# TASK OBJECTIVE:
Count how many of the lines below contain the string "provide", treating uppercase and lowercase as different, and reply with only that number.

# RECORDED INFORMATION:
====================

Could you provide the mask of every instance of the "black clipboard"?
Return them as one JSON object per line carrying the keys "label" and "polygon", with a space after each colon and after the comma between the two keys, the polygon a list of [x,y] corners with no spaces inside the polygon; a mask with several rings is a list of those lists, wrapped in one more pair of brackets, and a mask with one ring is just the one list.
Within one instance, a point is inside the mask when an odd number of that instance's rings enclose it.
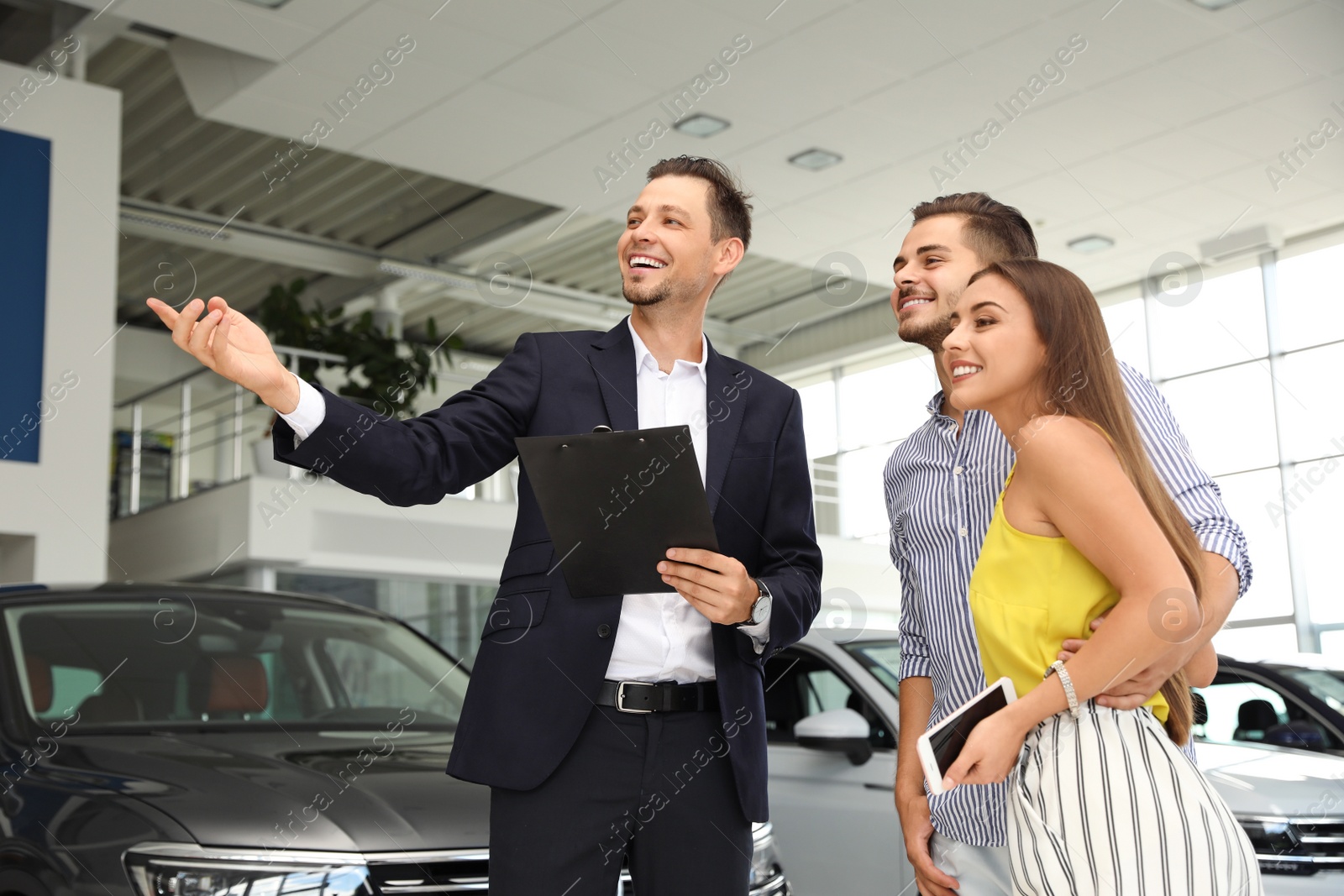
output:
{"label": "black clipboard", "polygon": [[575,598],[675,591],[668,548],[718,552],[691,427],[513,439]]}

====================

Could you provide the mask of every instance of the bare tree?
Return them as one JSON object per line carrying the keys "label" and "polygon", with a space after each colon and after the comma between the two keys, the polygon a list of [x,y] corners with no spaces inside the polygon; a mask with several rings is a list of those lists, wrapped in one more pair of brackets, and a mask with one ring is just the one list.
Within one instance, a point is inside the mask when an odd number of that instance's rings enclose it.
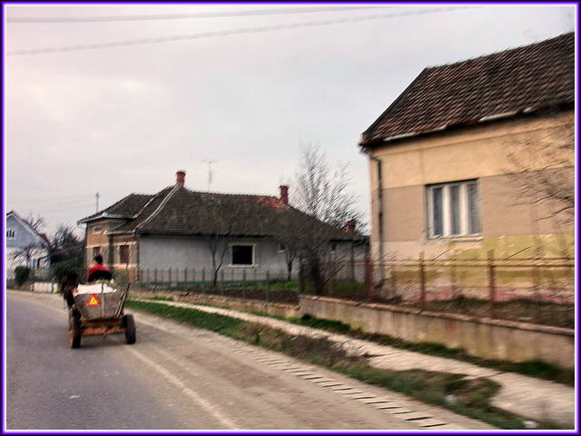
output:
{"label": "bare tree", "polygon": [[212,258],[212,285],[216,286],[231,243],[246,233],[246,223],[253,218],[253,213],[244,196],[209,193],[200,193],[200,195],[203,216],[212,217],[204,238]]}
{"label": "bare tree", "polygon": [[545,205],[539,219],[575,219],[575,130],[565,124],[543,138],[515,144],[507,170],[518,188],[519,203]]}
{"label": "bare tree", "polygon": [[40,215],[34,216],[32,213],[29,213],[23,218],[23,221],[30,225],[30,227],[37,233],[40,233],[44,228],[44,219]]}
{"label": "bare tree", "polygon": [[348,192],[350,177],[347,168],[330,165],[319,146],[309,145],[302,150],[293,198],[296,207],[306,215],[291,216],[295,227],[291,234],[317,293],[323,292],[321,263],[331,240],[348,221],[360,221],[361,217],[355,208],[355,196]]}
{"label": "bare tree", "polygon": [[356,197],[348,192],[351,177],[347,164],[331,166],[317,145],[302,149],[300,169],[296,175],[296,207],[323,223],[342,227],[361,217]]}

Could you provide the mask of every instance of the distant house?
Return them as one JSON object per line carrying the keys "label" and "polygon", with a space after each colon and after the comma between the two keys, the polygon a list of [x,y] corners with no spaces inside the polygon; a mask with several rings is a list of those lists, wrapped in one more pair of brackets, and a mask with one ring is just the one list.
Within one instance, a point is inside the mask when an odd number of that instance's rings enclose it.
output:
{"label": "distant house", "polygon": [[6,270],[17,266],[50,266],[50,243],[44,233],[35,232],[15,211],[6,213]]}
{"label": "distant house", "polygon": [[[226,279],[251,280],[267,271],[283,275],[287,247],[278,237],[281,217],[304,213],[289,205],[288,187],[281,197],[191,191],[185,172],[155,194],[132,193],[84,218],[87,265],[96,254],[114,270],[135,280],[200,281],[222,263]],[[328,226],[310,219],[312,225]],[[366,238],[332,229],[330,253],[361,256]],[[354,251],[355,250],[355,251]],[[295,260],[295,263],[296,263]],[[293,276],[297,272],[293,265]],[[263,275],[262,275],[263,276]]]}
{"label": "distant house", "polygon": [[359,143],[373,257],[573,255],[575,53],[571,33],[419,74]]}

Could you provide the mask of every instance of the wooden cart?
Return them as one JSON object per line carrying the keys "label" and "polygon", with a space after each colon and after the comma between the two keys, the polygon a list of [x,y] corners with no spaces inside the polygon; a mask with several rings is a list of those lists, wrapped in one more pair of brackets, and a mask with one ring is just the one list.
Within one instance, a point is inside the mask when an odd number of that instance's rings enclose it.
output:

====================

# RESULT OF THIS EXERCISE:
4